This was not a lengthy nor complex trial. The evidence took less than a day. Counsel’s addresses then followed and the trial judge completed his summing up on the morning of the second day. Before the jury retired to consider their verdict, they requested to hear the complainant’s evidence and cross examination again. Then after approximately half an hour of deliberation, the jury requested assistance from the trial judge on the issue of accident; about ten minutes later the jury returned with a guilty verdict. The trial was over before lunch on the second day.
The complainant’s evidence
The complainant was 14 years of age at the time of this offence. Her evidence-in-chief was given pursuant to section 93A of the Evidence Act 1977 (Qld) and her cross-examination was pre-recorded pursuant to section 21AK of the Evidence Act 1977 (Qld).
The complainant said that she went to the beach with her sisters CT and AT. They all went swimming. The complainant felt sick whilst in the water and sat on her own on the beach. As she was putting sunblock on her legs, she noticed that a man was watching her.
The complainant said that she first noticed the appellant because he kept on coming closer towards her. There is no dispute that this was the appellant.
The appellant then sat down next to the complainant and said, “I was looking at you surfing before”. The appellant then started asking questions such as “so, do you come here often? Are those your sisters? Are you a good surfer?” The complainant did not respond.
During the section 93A interview the complainant was adamant that the appellant touched her breast. She saw that the appellant “start[s] like grabbing [her] shoulder, and goes down on to [her] boob” and then said “Um, I’m going now. Do you want me to take you home?”
The complainant said that she was “freaked out”, crying and couldn’t get any words out. She said that she told the appellant “get away from me. I don’t feel comfortable with this. I don’t know you. Leave me alone.” The appellant responded by saying “fine, I was just trying to be nice”, before pushing her on her shoulder and walking off.

☆ ☆ ☆ ☆ ☆

*Exercise tasks*
**1)** Answer these from the trial excerpt:
(a) How old was the complainant at the time of the offence?
(b) Under which section of the Evidence Act 1977 (Qld) was her cross-examination pre-recorded?
(c) About how long after asking the trial judge for help on the issue of accident did the jury return its verdict?
**2)** From the trial excerpt, list each sentence the complainant said she spoke to the appellant.

☆ ☆ ☆ ☆ ☆

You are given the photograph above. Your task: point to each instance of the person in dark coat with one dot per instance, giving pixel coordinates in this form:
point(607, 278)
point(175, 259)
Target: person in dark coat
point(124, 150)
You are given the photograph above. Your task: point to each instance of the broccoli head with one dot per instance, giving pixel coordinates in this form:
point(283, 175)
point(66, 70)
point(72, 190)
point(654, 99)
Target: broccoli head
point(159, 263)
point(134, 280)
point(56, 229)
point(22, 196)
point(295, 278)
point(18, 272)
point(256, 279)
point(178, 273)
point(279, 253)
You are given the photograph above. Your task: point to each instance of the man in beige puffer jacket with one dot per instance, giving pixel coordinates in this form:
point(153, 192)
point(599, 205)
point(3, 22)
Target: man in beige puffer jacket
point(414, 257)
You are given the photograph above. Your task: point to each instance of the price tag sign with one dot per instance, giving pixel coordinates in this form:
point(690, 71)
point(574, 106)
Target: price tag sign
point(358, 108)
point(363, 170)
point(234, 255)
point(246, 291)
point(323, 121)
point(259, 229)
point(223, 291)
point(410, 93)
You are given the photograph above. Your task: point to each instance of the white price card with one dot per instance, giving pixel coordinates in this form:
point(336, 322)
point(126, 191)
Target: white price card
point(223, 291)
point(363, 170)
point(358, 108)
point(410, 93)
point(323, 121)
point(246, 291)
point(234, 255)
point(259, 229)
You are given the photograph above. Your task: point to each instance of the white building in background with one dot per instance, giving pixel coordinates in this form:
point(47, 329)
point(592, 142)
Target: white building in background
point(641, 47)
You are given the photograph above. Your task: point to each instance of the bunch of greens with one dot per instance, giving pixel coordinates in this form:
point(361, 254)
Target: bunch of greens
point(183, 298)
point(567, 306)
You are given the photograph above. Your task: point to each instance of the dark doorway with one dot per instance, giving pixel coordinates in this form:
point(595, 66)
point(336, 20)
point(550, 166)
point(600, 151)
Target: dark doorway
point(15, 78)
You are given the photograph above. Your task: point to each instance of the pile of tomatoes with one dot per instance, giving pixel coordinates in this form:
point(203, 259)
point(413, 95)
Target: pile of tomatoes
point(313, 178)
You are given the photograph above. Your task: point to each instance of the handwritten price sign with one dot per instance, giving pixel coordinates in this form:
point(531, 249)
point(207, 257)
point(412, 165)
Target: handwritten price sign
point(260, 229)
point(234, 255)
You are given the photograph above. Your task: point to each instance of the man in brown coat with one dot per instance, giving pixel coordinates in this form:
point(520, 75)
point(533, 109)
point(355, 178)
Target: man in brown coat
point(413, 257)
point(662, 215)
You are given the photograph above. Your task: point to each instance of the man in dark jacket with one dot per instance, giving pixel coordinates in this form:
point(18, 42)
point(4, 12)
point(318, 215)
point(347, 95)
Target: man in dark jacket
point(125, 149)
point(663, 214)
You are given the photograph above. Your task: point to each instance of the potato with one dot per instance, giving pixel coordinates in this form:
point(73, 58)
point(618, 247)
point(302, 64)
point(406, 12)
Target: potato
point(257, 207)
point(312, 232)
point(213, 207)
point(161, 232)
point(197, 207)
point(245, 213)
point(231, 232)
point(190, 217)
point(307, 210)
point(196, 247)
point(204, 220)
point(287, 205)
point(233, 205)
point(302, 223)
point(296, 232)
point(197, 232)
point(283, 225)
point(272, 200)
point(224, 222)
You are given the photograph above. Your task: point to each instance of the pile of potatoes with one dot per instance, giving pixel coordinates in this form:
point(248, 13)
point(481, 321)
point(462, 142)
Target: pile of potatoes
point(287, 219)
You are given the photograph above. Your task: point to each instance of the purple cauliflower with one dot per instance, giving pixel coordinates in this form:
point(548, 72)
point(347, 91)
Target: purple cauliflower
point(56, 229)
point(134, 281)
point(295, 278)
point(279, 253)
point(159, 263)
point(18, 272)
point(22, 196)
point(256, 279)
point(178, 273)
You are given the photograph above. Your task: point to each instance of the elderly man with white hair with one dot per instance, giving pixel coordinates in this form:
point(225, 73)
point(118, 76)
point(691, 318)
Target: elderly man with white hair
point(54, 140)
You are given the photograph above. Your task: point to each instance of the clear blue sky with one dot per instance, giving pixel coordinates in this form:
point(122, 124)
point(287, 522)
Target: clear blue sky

☆ ☆ ☆ ☆ ☆

*Correct answers*
**1)**
(a) 14 years of age
(b) Section 21AK
(c) About ten minutes

**2)**
- "get away from me."
- "I don't feel comfortable with this."
- "I don't know you."
- "Leave me alone."